SOURCE TEXT.
"""

This tells us that each eigenvalue $\lambda_i$ of $A^\top A$ can be written as the squared norm of $A \vv{v_i}$ . In particular, this tells us that $A^\top A$ has nonnegative eigenvalues, i.e., is positive semidefinite. We will use these eigenvalues to define the singular values of $A$ :

Definition 1 (The Singular Values of a Matrix)

Given a matrix $A \in \mathbb{R}^{m\times n}$ , let $\lambda_1 \geq \lambda_2 \geq \dots \geq \lambda_n$ be the eigenvalues of $A^\top A$ in nonincreasing order, counting multiplicities.

The singular values of $A$ are the positive square roots of the nonzero eigenvalues $\lambda_i > 0$ of $A^\top A$ , and are denoted $\sigma_i$ .

In other words, if $A^\top A$ has rank $r$ (or equivalently, $A$ has rank $r$ ), then $A$ has $r$ nonzero eigenvalues $\lambda_1 \geq \dots \geq \lambda_r > 0$ , counting multiplicities. Then, $A$ has $r$ singular values, defined as $\sigma_i = \sqrt{\lambda_i}$ for $i = 1, \dots, r$ .

"""

(A block of data)
"""

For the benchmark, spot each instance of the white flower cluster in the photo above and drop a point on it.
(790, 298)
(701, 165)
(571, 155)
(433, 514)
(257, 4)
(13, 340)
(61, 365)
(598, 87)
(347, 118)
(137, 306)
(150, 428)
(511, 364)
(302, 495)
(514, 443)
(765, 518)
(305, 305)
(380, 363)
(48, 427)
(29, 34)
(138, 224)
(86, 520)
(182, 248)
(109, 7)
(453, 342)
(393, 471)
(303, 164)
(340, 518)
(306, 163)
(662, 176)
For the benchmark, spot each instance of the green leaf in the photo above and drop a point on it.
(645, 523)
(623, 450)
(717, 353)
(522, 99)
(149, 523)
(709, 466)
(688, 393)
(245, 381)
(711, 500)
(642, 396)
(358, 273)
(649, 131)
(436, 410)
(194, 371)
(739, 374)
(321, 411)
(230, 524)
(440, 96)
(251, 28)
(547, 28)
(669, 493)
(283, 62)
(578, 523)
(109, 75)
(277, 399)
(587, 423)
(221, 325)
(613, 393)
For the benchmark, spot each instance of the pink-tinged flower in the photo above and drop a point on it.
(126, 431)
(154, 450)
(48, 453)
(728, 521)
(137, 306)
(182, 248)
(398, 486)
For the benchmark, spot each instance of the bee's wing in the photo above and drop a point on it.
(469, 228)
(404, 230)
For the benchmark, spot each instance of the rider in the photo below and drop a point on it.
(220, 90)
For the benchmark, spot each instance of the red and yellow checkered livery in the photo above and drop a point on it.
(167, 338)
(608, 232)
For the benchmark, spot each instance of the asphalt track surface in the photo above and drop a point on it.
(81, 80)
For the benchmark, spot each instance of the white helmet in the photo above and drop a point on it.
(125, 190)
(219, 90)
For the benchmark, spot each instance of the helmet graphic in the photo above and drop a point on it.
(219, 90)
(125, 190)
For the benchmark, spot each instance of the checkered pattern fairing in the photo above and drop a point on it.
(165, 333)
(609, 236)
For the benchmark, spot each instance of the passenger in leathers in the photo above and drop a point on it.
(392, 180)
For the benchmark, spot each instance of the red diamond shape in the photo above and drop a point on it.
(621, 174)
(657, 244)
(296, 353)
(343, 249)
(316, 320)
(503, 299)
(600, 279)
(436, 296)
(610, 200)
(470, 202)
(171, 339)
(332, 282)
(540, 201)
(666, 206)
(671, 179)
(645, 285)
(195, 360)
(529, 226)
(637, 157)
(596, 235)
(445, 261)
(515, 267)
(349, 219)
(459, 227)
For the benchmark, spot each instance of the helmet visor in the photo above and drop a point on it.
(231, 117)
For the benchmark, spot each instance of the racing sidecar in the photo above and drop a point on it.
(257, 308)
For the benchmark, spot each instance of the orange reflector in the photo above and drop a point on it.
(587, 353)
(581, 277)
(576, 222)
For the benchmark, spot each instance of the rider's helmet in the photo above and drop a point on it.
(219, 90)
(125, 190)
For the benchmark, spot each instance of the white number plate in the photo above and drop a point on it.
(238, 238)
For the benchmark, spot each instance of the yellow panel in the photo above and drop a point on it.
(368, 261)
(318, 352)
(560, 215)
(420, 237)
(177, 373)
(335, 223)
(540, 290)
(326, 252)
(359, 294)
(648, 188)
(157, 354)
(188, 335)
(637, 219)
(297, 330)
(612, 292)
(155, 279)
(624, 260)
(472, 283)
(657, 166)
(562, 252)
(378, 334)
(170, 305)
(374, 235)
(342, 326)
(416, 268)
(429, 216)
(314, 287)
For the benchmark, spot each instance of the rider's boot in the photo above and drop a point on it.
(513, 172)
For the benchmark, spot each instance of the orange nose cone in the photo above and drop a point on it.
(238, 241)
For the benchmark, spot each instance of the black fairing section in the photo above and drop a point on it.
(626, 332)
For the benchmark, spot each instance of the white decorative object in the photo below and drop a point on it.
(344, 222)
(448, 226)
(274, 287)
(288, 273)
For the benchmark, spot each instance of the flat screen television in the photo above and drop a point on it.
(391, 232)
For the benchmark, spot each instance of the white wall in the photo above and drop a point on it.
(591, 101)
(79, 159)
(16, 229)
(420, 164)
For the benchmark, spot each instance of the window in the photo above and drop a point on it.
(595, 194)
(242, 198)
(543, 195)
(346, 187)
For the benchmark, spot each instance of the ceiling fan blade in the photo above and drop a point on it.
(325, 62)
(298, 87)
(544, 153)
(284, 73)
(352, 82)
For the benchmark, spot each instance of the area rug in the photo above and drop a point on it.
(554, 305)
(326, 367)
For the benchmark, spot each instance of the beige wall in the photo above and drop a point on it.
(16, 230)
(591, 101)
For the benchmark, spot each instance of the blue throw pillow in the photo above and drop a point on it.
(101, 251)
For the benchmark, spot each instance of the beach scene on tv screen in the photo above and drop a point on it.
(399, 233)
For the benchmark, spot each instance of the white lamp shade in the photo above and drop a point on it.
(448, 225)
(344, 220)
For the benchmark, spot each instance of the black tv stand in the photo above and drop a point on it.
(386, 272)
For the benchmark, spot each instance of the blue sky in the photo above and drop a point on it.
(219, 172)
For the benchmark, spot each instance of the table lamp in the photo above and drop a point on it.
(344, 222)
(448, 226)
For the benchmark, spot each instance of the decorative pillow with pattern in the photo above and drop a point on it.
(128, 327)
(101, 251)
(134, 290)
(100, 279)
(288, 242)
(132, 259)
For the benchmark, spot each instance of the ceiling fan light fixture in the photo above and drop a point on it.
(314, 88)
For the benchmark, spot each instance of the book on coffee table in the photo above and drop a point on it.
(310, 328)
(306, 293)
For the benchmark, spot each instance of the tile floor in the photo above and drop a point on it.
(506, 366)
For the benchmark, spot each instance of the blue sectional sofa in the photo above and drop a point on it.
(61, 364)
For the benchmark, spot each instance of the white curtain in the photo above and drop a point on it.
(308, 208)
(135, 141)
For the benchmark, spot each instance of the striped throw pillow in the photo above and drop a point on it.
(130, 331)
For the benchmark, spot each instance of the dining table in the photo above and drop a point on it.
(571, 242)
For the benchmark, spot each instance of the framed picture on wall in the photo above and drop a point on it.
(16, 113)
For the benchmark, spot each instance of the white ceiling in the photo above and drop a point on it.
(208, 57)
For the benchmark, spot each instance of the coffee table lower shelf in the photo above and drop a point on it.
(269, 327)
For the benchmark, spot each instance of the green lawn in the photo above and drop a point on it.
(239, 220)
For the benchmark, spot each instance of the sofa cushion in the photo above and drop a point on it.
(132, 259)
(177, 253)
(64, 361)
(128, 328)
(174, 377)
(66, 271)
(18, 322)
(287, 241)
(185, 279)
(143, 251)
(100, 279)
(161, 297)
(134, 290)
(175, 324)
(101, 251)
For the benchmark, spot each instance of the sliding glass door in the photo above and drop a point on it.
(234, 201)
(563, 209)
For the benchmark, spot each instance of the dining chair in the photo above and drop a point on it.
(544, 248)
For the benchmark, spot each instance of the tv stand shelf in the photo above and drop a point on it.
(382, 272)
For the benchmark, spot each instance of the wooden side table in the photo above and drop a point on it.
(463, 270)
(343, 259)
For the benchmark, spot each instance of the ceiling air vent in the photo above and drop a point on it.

"""

EXERCISE TASKS.
• 1. For each statement below, say whether it agrees with the passage on singular values, answering yes or no and quoting the words from the passage that decide it.
(a) Every eigenvalue of $A^\top A$ is nonnegative.
(b) The singular values of $A$ are the square roots of all eigenvalues of $A^\top A$, zero ones included.
(c) A matrix $A$ of rank $r$ has $r$ singular values.
• 2. Resume the passage on singular values, picking up right after its last sentence.

ANSWERS TO THE EXERCISES.
• 1.
(a) Yes: "this tells us that $A^\top A$ has nonnegative eigenvalues"
(b) No: "The singular values of $A$ are the positive square roots of the nonzero eigenvalues $\lambda_i > 0$ of $A^\top A$"
(c) Yes: "Then, $A$ has $r$ singular values, defined as $\sigma_i = \sqrt{\lambda_i}$ for $i = 1, \dots, r$"

• 2.
Whereas eigenvalues are only defined for square matrices, singular values are defined for any matrices. Soon, we will see how the singular values of a matrix can be used to compute a useful factorization of any matrix, known as the singular value decomposition.

This definition of singular values allows us to give an alternative description of $\text{rank}(A)$ : the rank of $A$ is the number of its singular values.

5A Variational Definition of the Singular Values¶

The above definition was more of a “direct” definition of singular values. In the next example, we will see an analog to the variational characterization of eigenvalues.

Example 2 (An analog to the variational characterization of eigenvalues)

Using the same $A = \begin{bmatrix} 4 & 11 & 14 \\ 8 & 7 & -2 \end{bmatrix}$ as the previous example, we have $\sigma_1 = \sqrt{360} = 6\sqrt{10}$ , $\sigma_2 = \sqrt{90} = 3\sqrt{10}$ . In this case, $A$ only has two singular values as $\lambda_3 = 0$ . For this example, $r = 2$ , and $\lambda_1 = 360 > \lambda_2 = 90 > \lambda_3 = 0$ .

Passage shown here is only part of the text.